- **Extract to read**:
To determine what version to release we keep to semantic versioning:
- If there are any (major) breaking changes, we always release a new major
version.
- Patch versions are generally only released for tiny fix-only releases.
- Minor versions are released when large fixes or new features are introduced.
- At any time a new dev release can be made, if unknown what version the next
release will be you should always assume a patch version change and only
increase minor or major versions if any new features or breaking changes are
happening respectively.
- Before big releases or if testing is required, a beta or release candidate
can be released.
### Checklist
- [ ] Run `utils/update-version.sh [version]`
- [ ] Update `CHANGELOG.md` with the new version, remove any `Unreleased`
section in the changelog. Make sure the to release version is the top most
section of the changelog. Also make sure the diff link is updated at the
bottom of the document.
- [ ] `git switch -c release/[version]` (the branch name must match this format)
- [ ] `git commit -a -S -m "Release [version]"` (a signed commit is required)

- **Task requirements**:
1. In the release-versioning guidelines, repeat the passage word for word, starting at "To determine what" and ending at "features are introduced.".
2. Answer these questions about the release-versioning guidelines:
(a) What is always released when there are major breaking changes?
(b) For a dev release, what version change should be assumed if the next version is unknown?
(c) What kind of commit does the checklist require for the release commit?
3. Can you carry the release-versioning guidelines further from where they stop?

- **Source data**:

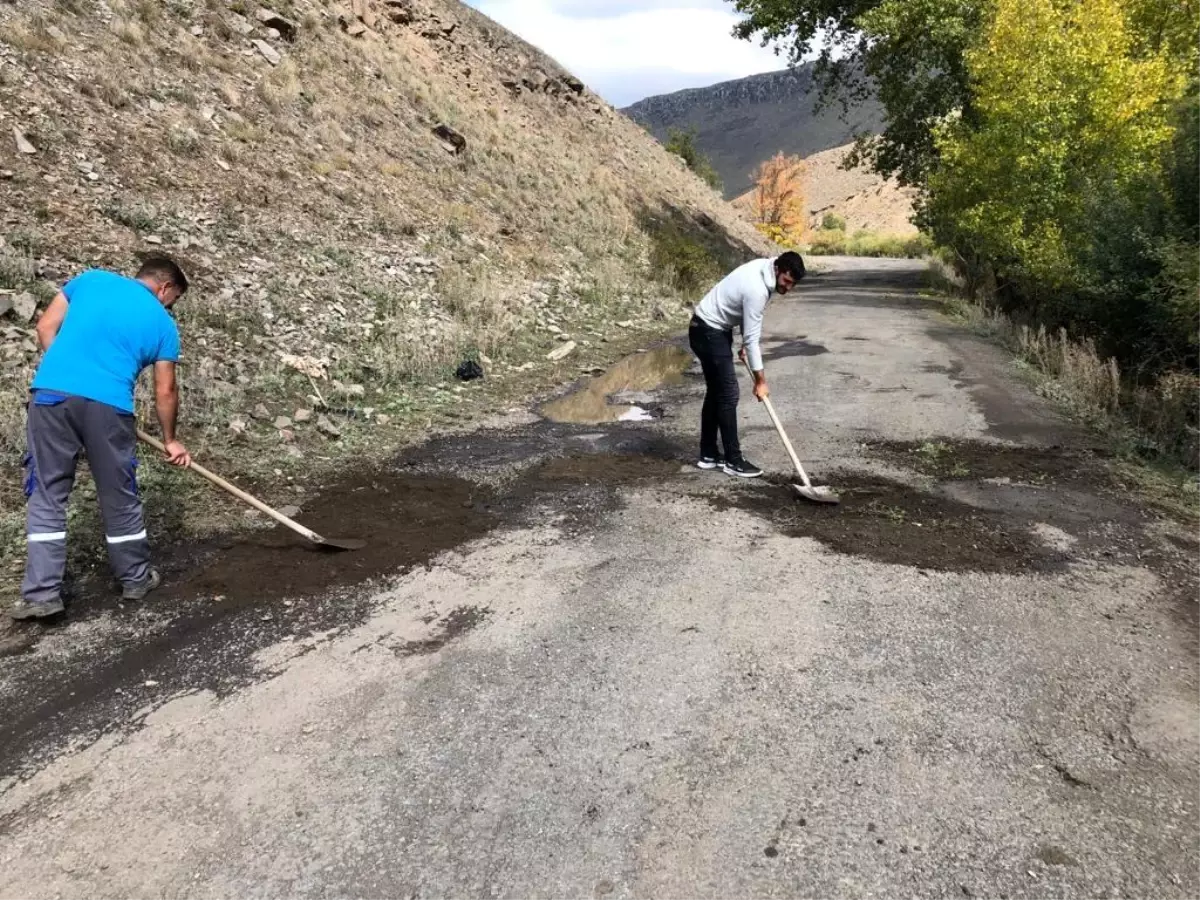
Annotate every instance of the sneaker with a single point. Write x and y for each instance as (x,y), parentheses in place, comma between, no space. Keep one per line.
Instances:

- **Written responses**:
1.
To determine what version to release we keep to semantic versioning:
- If there are any (major) breaking changes, we always release a new major
version.
- Patch versions are generally only released for tiny fix-only releases.
- Minor versions are released when large fixes or new features are introduced.

2.
(a) A new major version.
(b) A patch version change.
(c) A signed commit.

3.
- [ ] `git push -u origin release/[version]`
- [ ] Wait for the github actions pipelines to complete, take special care of
the packaging pipeline
- [ ] Go to the releases page on Github and find the draft release, check if the
binaries have been properly generated.
- [ ] Let somebody review the branch
- [ ] WARNING: only merge the branch to main if it is fully up to date compared
to main, don't let any other branches on the merge queue in the mean time.
You could also store the release on a non-main branch, but make sure to
sync the main branch at a later time in that case to update the changelog
on main.
- [ ] Go to the releases page on GitHub and find the draft release, edit the
draft release and make it public, this should also create a tag on the
repository.
- [ ] On your local computer, checkout the specific commit that was tagged by
GitHub (i.e. `git fetch && git switch --detach v[version]`)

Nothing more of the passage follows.